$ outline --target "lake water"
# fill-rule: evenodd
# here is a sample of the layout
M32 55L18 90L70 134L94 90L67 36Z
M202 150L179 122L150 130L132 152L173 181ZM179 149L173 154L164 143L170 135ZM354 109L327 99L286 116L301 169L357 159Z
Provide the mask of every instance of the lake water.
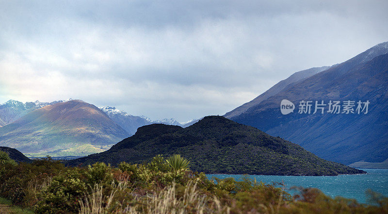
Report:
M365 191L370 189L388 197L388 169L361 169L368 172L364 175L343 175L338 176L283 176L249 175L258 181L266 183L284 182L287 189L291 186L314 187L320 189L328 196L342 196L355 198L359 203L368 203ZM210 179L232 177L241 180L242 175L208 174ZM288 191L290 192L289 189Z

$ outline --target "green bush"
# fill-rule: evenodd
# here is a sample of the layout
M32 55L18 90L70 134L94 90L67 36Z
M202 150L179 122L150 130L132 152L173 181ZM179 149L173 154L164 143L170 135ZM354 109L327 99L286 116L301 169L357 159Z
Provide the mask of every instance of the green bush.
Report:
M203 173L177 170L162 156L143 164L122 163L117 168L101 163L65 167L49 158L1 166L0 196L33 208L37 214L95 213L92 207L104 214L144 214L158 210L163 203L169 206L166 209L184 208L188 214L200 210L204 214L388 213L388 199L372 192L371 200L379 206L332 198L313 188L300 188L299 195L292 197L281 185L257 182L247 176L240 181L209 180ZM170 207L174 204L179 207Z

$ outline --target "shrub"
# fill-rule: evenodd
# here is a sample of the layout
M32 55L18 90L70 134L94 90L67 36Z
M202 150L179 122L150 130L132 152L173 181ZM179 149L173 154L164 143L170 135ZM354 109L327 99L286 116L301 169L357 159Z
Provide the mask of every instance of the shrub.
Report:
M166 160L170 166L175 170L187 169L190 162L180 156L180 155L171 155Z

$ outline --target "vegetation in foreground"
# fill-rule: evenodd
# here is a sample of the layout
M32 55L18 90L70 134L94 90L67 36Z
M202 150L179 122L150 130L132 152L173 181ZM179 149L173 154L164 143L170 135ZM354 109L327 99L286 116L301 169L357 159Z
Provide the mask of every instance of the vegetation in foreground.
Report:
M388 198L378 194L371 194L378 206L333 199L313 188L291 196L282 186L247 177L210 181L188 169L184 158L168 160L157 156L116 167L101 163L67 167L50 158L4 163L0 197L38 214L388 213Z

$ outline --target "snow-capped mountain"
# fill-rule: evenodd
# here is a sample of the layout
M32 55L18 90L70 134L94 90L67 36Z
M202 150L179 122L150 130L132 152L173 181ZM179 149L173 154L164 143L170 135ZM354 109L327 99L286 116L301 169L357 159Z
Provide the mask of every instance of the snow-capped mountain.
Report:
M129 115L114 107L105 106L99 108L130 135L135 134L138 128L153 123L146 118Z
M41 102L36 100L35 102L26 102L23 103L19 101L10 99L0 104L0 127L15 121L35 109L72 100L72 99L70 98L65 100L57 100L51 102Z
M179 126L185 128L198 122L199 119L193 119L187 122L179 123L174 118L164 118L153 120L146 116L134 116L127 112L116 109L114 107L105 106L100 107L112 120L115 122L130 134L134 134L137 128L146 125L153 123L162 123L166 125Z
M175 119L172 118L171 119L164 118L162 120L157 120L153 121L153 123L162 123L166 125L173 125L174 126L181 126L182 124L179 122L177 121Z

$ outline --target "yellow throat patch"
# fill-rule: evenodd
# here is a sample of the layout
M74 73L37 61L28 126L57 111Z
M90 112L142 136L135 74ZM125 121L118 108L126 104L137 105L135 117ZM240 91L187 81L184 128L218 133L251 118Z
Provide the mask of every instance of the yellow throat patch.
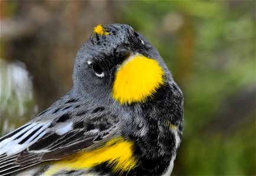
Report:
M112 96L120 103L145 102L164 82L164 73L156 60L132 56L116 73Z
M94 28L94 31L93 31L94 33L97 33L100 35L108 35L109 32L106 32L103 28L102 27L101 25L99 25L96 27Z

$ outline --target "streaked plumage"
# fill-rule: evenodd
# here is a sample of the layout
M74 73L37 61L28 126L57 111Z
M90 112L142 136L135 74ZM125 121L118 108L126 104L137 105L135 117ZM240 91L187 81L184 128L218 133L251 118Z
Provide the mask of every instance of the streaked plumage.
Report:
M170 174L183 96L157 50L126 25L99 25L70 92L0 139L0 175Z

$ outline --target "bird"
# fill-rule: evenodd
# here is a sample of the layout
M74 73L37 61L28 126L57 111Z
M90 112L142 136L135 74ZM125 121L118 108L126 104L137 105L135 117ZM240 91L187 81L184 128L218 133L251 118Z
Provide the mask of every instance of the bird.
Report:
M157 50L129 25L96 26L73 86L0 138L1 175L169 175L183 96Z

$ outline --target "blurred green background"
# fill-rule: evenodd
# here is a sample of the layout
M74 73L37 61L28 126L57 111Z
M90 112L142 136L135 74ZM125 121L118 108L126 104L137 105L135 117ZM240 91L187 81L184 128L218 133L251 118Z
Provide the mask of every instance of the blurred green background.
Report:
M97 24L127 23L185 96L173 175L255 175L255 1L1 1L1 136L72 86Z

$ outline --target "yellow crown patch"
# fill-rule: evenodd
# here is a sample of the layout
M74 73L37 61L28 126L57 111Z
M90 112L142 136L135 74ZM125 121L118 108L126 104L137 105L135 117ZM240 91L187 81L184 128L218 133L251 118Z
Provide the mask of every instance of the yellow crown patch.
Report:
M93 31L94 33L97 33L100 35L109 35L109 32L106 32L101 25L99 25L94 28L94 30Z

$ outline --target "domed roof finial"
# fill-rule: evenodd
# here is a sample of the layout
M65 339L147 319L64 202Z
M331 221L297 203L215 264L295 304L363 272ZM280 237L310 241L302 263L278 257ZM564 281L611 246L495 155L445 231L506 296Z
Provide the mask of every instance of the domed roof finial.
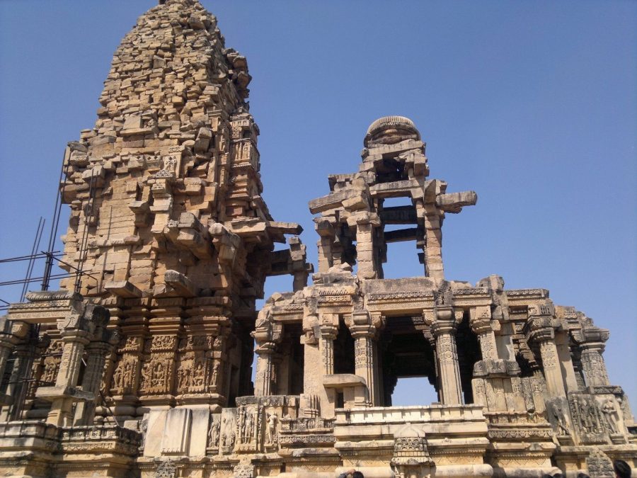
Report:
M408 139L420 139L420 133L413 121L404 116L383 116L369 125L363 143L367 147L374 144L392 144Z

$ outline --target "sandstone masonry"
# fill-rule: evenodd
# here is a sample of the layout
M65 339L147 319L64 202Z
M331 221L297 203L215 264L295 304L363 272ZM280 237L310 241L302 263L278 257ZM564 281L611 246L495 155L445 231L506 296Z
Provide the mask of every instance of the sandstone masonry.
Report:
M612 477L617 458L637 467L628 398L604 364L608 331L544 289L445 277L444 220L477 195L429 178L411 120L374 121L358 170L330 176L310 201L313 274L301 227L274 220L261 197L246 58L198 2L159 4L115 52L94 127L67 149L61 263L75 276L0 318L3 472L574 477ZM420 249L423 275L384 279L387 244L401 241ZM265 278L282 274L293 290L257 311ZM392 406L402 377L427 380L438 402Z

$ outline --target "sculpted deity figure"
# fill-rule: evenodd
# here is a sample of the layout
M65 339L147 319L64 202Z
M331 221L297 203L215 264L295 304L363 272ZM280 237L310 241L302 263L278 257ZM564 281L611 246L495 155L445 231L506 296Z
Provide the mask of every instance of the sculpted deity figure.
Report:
__________________________________________________
- What is required: Could you switch every "Provide the mask" in these rows to "Return the outline" and give the rows back with nothing else changed? Leave the pictures out of your answer.

- Solution to this task:
$ outline --target "lake water"
# fill-rule: evenodd
# here is a sample of the layout
M32 55L18 90L70 134L94 90L67 36Z
M202 150L179 122L150 130L132 152L173 181ZM179 149L173 154L164 143L170 135ZM354 109L327 99L286 116L301 169L357 159Z
Return the outline of every instance of the lake water.
Report:
M365 191L370 189L388 197L388 169L361 169L368 172L364 175L343 175L338 176L283 176L249 175L258 181L266 183L284 182L287 189L291 186L314 187L320 189L328 196L342 196L355 198L359 203L368 203ZM210 179L232 177L241 180L242 175L208 174ZM288 191L290 192L289 189Z

$ outline --target "green bush"
# fill-rule: evenodd
# here is a sample of the layout
M32 55L18 90L70 134L94 90L67 36Z
M202 150L179 122L150 130L132 152L173 181ZM179 149L173 154L164 143L170 135ZM354 109L327 99L286 116L301 169L357 159Z
Return the outline of every instance of the green bush.
Report:
M203 173L177 170L162 156L143 164L122 163L117 168L101 163L65 167L49 158L1 166L0 196L33 208L37 214L95 213L92 207L104 214L144 214L158 210L163 203L169 206L166 209L184 208L188 214L200 210L204 214L388 213L388 199L372 192L371 200L379 206L332 198L313 188L300 188L299 195L292 197L281 185L257 182L247 176L240 181L209 180ZM170 207L174 204L179 207Z

$ outline --target "shrub"
# fill-rule: evenodd
# here is a sample of the layout
M32 55L18 90L70 134L94 90L67 36Z
M202 150L179 122L150 130L132 152L173 181ZM179 149L173 154L164 143L170 135ZM354 109L327 99L286 116L301 169L357 159Z
Return the outline of every instance of the shrub.
Report:
M166 160L170 166L175 170L187 169L190 162L180 156L180 155L171 155Z

$ outline --target "vegetation in foreground"
# fill-rule: evenodd
# here is a sample of the layout
M32 55L18 90L70 134L94 90L67 36Z
M202 150L179 122L150 130L132 152L173 181ZM179 149L173 154L164 143L170 135ZM354 109L327 99L286 116L301 169L357 159Z
Return the outline of every instance of the vegetation in foreground.
Report:
M388 198L378 194L371 194L378 206L333 199L313 188L291 196L282 186L247 177L210 181L188 169L184 158L168 160L157 156L116 167L101 163L67 167L50 158L4 163L0 197L38 214L388 213Z

$ outline --target "snow-capped mountain"
# fill-rule: evenodd
# here is a sample of the layout
M32 55L18 90L70 134L94 90L67 36Z
M202 150L179 122L150 130L132 152L173 181ZM179 149L173 154L164 143L170 135ZM354 109L327 99L286 116L301 169L357 159Z
Return the outline of every instance of the snow-capped mountain.
Report:
M129 115L114 107L105 106L99 108L130 135L135 134L138 128L153 123L146 118Z
M41 102L36 100L35 102L26 102L23 103L19 101L10 99L0 104L0 127L15 121L35 109L72 100L72 99L70 98L65 100L57 100L51 102Z
M179 126L185 128L198 122L199 119L193 119L187 122L179 123L174 118L164 118L153 120L146 116L134 116L127 112L116 109L114 107L105 106L100 107L112 120L115 122L130 134L134 134L137 128L146 125L153 123L162 123L166 125Z
M175 119L172 118L171 119L164 118L162 120L157 120L153 121L153 123L162 123L166 125L173 125L174 126L181 126L182 124L179 122L177 121Z

$ outline --target "yellow throat patch"
# fill-rule: evenodd
# here is a sample of the layout
M74 73L37 61L28 126L57 111Z
M90 112L142 136L135 74ZM125 121L118 108L126 104L137 105L135 117ZM240 91L187 81L184 128L218 133L251 118Z
Return the outline of every instance of the yellow throat patch.
Report:
M112 96L120 103L145 102L164 82L164 73L156 60L132 56L116 73Z
M94 28L94 31L93 31L94 33L97 33L100 35L108 35L109 32L106 32L103 28L102 27L101 25L99 25L96 27Z

$ outline --target "streaked plumage"
# fill-rule: evenodd
# here is a sample of the layout
M74 73L37 61L28 126L57 111Z
M90 112L142 136L135 74ZM125 121L118 108L126 104L137 105L135 117ZM240 91L187 81L184 128L218 133L251 118Z
Return the outline of every instance of the streaked plumage.
Report:
M170 174L183 96L157 50L126 25L99 25L70 92L0 139L0 175Z

$ outline --target "bird"
# fill-rule: evenodd
# here is a sample of the layout
M74 73L37 61L28 126L57 111Z
M90 112L142 136L135 74ZM125 121L118 108L126 104L137 105L135 117ZM240 91L187 81L184 128L218 133L251 118Z
Return the outline of every instance of the bird.
Report:
M157 50L129 25L96 26L73 86L0 138L1 175L169 175L183 96Z

$ outline --target "blurred green background"
# fill-rule: evenodd
# here is a sample of the layout
M74 73L37 61L28 126L57 111Z
M90 112L142 136L135 74ZM125 121L118 108L126 104L137 105L135 117ZM240 91L187 81L184 128L218 133L251 118Z
Return the outline of every instance of the blurred green background.
Report:
M97 24L127 23L185 96L173 175L255 175L255 1L1 1L1 136L72 86Z

$ outline --target "yellow crown patch"
# fill-rule: evenodd
# here is a sample of the layout
M74 73L37 61L28 126L57 111Z
M90 112L142 136L135 74ZM125 121L118 108L126 104L137 105L135 117ZM240 91L187 81L184 128L218 133L251 118Z
Return the outline of every instance of the yellow crown patch.
Report:
M93 31L94 33L97 33L100 35L109 35L109 32L106 32L101 25L99 25L94 28L94 30Z

$ outline --target "domed roof finial"
# fill-rule: evenodd
# here is a sample of the layout
M65 339L147 319L64 202Z
M331 221L297 203L215 264L295 304L363 272ZM280 237L310 241L302 263L278 257ZM564 281L611 246L495 155L445 231L506 296Z
Return the outline of every instance of the domed roof finial.
Report:
M408 139L420 139L420 133L413 121L404 116L383 116L369 125L363 143L367 147L374 144L392 144Z

$ outline --target "sandstone masonry"
# fill-rule: evenodd
# here is a sample of the layout
M65 339L147 319L64 202Z
M331 221L297 203L215 264L295 304L363 272ZM280 237L310 241L302 263L278 257ZM564 281L611 246L495 155L445 231L506 296Z
Return the outline of every instance of the sandstone masonry.
Report:
M612 477L617 458L637 467L628 398L604 364L608 331L544 289L445 277L444 220L477 195L429 178L411 120L374 121L358 170L330 176L310 201L313 274L301 227L274 220L261 197L246 58L198 2L159 4L115 52L94 127L67 149L61 263L75 276L0 318L3 472L574 477ZM420 249L423 275L384 279L387 244L401 241ZM265 278L282 274L293 290L257 311ZM392 406L402 377L427 380L438 402Z

$ outline --target "sculpted deity figure"
# fill-rule: evenodd
# here is a sample of the layout
M65 339L147 319L64 202Z
M331 221L297 203L215 264L295 304L363 272ZM280 237L310 241L302 263L278 257ZM564 281L611 246L495 155L445 231L506 296Z
Return the outline of every instance of the sculpted deity figure.
Report:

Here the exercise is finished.